-------- Excerto da página --------

Por Carmo Rodeia
Nunca apreciei a passagem de ano. Particularmente, aquela necessidade que todos nós acabamos por experimentar, sobretudo quando somos mais jovens, ligada a uma certa obrigatoriedade de estar radiante ou ser feliz em função de uma data que o calendário regista.
Mas continuo hoje, como sempre, a comer as doze passas e a formular doze desejos em forma desordenada, enquanto aguardo pelo telefonema dos irmãos ou da mãe, quase sempre longe e este ano, porque a idade e as circunstâncias assim o ditam, também dos filhos mais velhos. À espera daquele conforto badalado de votos de “bom ano, com muita saúde, paz, amor, alegria… e algum dinheiro, porque as contas também precisam ser pagas”.
Comemoramos o Ano Novo como expressão de vida nova, mas somos incapazes de comemorar a semana nova que começa a cada domingo, esquecendo-nos que há 365 dias de ilusão, irmã de esperança.
“Vence a indiferença e conquista a paz”. Este é o título da Mensagem para o 49º Dia Mundial da Paz, a terceira do Papa Francisco, que assinala sempre o começo de um novo ano. A indiferença em relação aos flagelos do nosso tempo é uma das causas principais que prejudica a paz no mundo. E a nossa paz interior. Porque a indiferença não é apenas para com os que estão longe e distantes. Começa com os que estão próximos.
A indiferença hoje é, frequentemente, associada a várias formas de individualismo que produzem isolamento, ignorância, egoísmo e isso leva ao desinteresse, muitas vezes por distração.

-------- Registos extraídos --------

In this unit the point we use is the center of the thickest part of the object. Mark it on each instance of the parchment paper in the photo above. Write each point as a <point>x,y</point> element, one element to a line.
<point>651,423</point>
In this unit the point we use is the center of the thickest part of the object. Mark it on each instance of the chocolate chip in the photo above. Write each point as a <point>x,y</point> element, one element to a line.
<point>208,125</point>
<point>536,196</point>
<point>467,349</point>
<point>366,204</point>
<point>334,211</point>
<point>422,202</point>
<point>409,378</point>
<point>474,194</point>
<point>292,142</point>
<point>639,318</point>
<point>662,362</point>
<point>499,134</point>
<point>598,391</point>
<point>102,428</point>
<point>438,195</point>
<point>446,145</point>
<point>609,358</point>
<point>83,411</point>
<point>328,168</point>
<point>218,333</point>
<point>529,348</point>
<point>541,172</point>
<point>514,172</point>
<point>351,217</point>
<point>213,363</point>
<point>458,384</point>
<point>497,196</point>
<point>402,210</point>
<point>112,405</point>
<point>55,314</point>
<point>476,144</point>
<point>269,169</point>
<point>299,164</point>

--------

→ **Tarefa indicada A**
Transcreva fielmente o trecho do excerto da página que começa em "Mas continuo hoje, como" e vai até "irmã de esperança.", incluindo este último.
→ **Tarefa indicada B**
De acordo com o excerto da página, qual é o título da Mensagem para o 49º Dia Mundial da Paz?

→ **Resultado da tarefa A**
Mas continuo hoje, como sempre, a comer as doze passas e a formular doze desejos em forma desordenada, enquanto aguardo pelo telefonema dos irmãos ou da mãe, quase sempre longe e este ano, porque a idade e as circunstâncias assim o ditam, também dos filhos mais velhos. À espera daquele conforto badalado de votos de “bom ano, com muita saúde, paz, amor, alegria… e algum dinheiro, porque as contas também precisam ser pagas”.
Comemoramos o Ano Novo como expressão de vida nova, mas somos incapazes de comemorar a semana nova que começa a cada domingo, esquecendo-nos que há 365 dias de ilusão, irmã de esperança.

→ **Resultado da tarefa B**
“Vence a indiferença e conquista a paz”.